• What to do:
Repeat each entry word for word.

* * * * *

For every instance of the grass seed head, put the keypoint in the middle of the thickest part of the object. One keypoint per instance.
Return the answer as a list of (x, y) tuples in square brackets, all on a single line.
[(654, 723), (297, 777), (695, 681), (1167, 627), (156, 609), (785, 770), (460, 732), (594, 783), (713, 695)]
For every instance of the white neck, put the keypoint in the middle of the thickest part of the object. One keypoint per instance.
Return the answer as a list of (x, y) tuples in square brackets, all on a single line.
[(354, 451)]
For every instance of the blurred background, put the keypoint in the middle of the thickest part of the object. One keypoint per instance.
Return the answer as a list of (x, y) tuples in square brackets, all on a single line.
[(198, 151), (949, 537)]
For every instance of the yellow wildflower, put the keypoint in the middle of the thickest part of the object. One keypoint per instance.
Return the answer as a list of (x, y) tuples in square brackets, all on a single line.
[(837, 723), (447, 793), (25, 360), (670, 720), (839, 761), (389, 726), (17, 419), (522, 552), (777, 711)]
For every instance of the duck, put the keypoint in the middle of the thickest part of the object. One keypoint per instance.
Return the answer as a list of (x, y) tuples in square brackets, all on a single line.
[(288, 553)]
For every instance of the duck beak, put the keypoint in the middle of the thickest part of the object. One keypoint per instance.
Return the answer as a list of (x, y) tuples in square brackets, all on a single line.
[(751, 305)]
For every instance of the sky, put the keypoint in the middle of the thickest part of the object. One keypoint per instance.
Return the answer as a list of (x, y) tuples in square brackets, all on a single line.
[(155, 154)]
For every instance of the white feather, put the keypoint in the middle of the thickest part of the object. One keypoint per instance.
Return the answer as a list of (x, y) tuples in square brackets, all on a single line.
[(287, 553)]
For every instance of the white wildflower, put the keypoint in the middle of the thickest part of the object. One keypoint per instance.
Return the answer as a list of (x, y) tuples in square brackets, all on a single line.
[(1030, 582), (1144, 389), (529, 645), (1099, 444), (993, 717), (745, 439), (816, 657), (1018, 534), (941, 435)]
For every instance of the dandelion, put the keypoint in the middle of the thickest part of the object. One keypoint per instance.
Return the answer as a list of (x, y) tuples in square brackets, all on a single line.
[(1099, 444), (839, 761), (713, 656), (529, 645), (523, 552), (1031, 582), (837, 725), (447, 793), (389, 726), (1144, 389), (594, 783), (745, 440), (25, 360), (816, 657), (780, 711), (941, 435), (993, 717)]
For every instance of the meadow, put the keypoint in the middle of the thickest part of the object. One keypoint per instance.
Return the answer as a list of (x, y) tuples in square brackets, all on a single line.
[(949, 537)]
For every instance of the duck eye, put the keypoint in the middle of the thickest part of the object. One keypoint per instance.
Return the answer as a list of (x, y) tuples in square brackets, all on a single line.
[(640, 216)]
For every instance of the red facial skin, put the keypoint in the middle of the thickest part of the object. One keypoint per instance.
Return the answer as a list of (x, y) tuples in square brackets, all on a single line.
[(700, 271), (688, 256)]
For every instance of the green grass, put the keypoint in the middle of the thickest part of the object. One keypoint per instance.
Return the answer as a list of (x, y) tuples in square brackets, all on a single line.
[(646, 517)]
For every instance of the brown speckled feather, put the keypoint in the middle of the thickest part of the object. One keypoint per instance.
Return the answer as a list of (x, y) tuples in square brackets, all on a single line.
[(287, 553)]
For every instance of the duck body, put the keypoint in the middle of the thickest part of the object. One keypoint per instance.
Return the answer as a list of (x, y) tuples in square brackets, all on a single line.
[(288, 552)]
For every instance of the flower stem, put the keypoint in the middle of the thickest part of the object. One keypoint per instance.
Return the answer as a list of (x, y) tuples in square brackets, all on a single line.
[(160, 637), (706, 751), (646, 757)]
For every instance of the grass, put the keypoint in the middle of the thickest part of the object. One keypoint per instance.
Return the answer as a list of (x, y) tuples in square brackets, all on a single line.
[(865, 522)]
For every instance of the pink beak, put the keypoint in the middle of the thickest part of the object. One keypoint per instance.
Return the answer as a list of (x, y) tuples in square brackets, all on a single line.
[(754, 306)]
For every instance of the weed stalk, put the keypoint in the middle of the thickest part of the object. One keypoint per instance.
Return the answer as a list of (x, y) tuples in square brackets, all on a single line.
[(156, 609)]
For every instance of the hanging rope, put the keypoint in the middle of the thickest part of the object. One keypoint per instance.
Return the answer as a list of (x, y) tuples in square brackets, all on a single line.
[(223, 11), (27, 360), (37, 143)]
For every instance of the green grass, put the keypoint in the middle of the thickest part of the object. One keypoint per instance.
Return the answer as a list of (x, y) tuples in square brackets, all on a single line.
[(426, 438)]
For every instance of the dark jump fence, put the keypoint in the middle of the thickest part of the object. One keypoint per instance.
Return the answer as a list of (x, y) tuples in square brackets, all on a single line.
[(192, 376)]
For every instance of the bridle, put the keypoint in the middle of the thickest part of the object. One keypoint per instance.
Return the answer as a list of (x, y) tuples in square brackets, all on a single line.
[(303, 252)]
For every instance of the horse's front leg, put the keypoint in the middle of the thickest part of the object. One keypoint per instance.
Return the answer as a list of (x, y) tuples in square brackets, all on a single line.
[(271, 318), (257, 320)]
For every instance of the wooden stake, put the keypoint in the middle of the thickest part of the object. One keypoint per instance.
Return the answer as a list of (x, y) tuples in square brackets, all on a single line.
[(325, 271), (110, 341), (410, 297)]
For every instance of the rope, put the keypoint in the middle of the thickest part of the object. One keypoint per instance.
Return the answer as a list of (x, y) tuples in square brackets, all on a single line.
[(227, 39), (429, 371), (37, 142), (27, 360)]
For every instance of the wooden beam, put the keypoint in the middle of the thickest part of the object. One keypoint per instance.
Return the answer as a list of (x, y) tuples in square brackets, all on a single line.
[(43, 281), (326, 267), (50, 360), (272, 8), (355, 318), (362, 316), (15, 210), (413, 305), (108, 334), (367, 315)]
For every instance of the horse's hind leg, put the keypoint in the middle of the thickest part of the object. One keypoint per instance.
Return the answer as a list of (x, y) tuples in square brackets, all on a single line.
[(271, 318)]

* * * * *

• Response below:
For every instance of the grass seed head, put the keypoint in the middle of the thickest part of the object. One keypoint per instance.
Return the answer as a list of (x, y) tuples in square brackets, all on a single line.
[(654, 723), (297, 777), (695, 681), (1167, 627), (156, 609), (785, 770), (460, 732), (594, 783), (713, 695)]
For every instance of the white neck, put the keypoint in the middle of the thickest part of the object. One keypoint per instance.
Return the answer as a list of (x, y) tuples in square brackets, all on a single line.
[(354, 451)]
For every instance of the blurred background, put the keypoint in the middle of the thickest part of the object. One keypoint per instance.
Return the answer as a list of (x, y) tuples in square brackets, all on a single line.
[(198, 151), (949, 537)]
For every instance of the yellow wildflower, put the keypoint in the middle of the thickest part of the object. One keypoint per instance.
Return the answer as a list of (x, y) tuples in square brackets, all on a single line.
[(837, 723), (447, 793), (25, 360), (670, 720), (839, 761), (389, 726), (17, 419), (522, 552), (777, 711)]
For every instance of the duck, put the keypoint in the middle of the thickest part of the object. One keypoint per instance.
Return the answer as a list of (x, y) tuples in square brackets, all on a single line.
[(288, 553)]
For every instance of the duck beak, put the keypoint in the middle of the thickest part of the object. One keypoint per instance.
Return the answer as a list of (x, y) tuples in square brackets, all on a single line.
[(751, 305)]
For every instance of the sky, put the keypoint in the middle of the thickest part of the object. One keypoint per instance.
Return the answer as a list of (x, y) tuples in square brackets, all on a single line.
[(155, 154)]
For every instance of the white feather, put the keypoint in the middle of the thickest part of the object. One keypoint per instance.
Return the answer as a list of (x, y) tuples in square brackets, all on a single line.
[(287, 553)]
For every instance of the white wildflower, put the keypoint in the middle of the thickest part of the object. One keypoint per instance.
Return the answer as a list of (x, y) tuples in square brackets, all on a single line.
[(1030, 582), (1144, 389), (529, 645), (1099, 444), (993, 717), (745, 439), (816, 657), (1018, 534), (941, 435)]
For every instance of the dandelion, put the keypoint in the middle of the thickest part of the object. One keypoint per instance.
Return the answer as a list of (x, y) tuples in square brackets, all on a single line.
[(1099, 444), (839, 761), (713, 656), (529, 645), (523, 552), (1031, 582), (837, 725), (447, 793), (389, 726), (1144, 389), (594, 783), (745, 440), (25, 360), (816, 657), (780, 711), (941, 435), (993, 717)]
For every instance of the meadow, put the keypoint in the middle of the thickest part of the object. One keypoint per instance.
Return the answer as a list of (x, y) tuples in square brackets, all on a single line.
[(949, 537)]
For every instance of the duck eye, put the keypoint in the middle of the thickest part of the object. One keypoint per instance.
Return the answer as a list of (x, y) tuples in square brackets, all on a single line.
[(640, 216)]
For every instance of the red facial skin, put the keypoint in the middle of the thickest part of the object. One keypoint per instance.
Return the answer as a list of (x, y) tuples in square brackets, all on a single line.
[(700, 271), (688, 256)]
For every instance of the green grass, put the keypoint in the middle of the thickest part of the object. One keypoint per instance.
Return the answer as a list of (x, y) tuples in square brackets, all on a single line.
[(646, 517)]
For every instance of the brown speckled feather, put the keypoint in the middle of the thickest part of the object. One keypoint per instance.
Return the answer as a list of (x, y) tuples in square brackets, all on a single line.
[(287, 553)]
For every instance of the duck body, put the keypoint in the middle of the thickest part of the object. One keypoint per instance.
Return the answer as a list of (x, y) tuples in square brackets, all on a single line.
[(288, 552)]
For every instance of the flower stem, put the keypoint in the middle of the thickest part of the object. One keypoint per instance.
Return the answer as a list of (x, y) tuples in square brackets, all on a single line.
[(160, 637), (706, 751), (646, 757)]
For every instance of the grass, put the keypoint in the middle of the thickest part of the object. One keypoint per instance.
Return the answer as a list of (x, y) tuples in square brackets, all on a single line.
[(865, 522)]
For every instance of the pink beak, put the keypoint in the middle of the thickest part of the object. One keypoint per instance.
Return the answer as a list of (x, y) tuples in square brackets, all on a single line.
[(754, 306)]
For every instance of the weed stalk, put the keypoint in the middle of the thickest part of the object. One keypoint per instance.
Return the answer as a list of (x, y) tuples in square brackets, all on a single line.
[(156, 609)]
For every instance of the hanging rope, put the keypoint in the middle of the thickest part of the object. One keypoint per instance.
Return the answer as a list of (x, y) tuples in square brackets, all on a single line.
[(223, 11), (27, 360), (37, 143)]
For every instance of the green grass, put the keypoint in the middle of the thickest part of the object. One keypoint per instance.
Return the answer as a list of (x, y) tuples in square brackets, all on a single line.
[(426, 438)]
For every instance of the dark jump fence, put the keypoint in the middle of the thickest part of the object. One keypoint per instance.
Return the answer as a list of (x, y) tuples in square brackets, all on a single line.
[(192, 376)]
For every instance of the bridle, put the keypoint in the middle of the thickest part of the object. One keypoint per instance.
Return the answer as a list of (x, y) tuples in square brackets, all on a single line.
[(303, 252)]
For every instance of the horse's front leg, put the keypoint in the middle of the thickest part of the object. One keypoint per instance.
Return the answer as a list of (x, y) tuples in square brackets, all on a single line.
[(271, 318), (257, 320)]
For every instance of the wooden stake, put the keypoint in the middle of the thickest part of the object. One keypoint per instance.
Return the answer as a list of (x, y) tuples in square brackets, all on a single line.
[(325, 271), (110, 341), (410, 297)]
For every instance of the rope, put the keypoint in the middle of the thickest part of the object. One keypoint per instance.
Return the answer as a list of (x, y) tuples in square brackets, all on a single line.
[(227, 39), (429, 371), (37, 142), (27, 360)]
For every instance of the wooden beam, put the keypoint in the middle of the thickest part of the object. One keypoint per instance.
Return the answer as a list of (x, y) tuples in square brackets, all on a single line.
[(43, 281), (326, 267), (50, 360), (272, 8), (355, 318), (362, 316), (15, 210), (413, 305), (108, 334), (367, 315)]
For every instance of the horse's hind leg, put the keypoint in the middle of the thickest part of the object. One keypoint per instance.
Return the answer as a list of (x, y) tuples in square brackets, all on a single line.
[(271, 318)]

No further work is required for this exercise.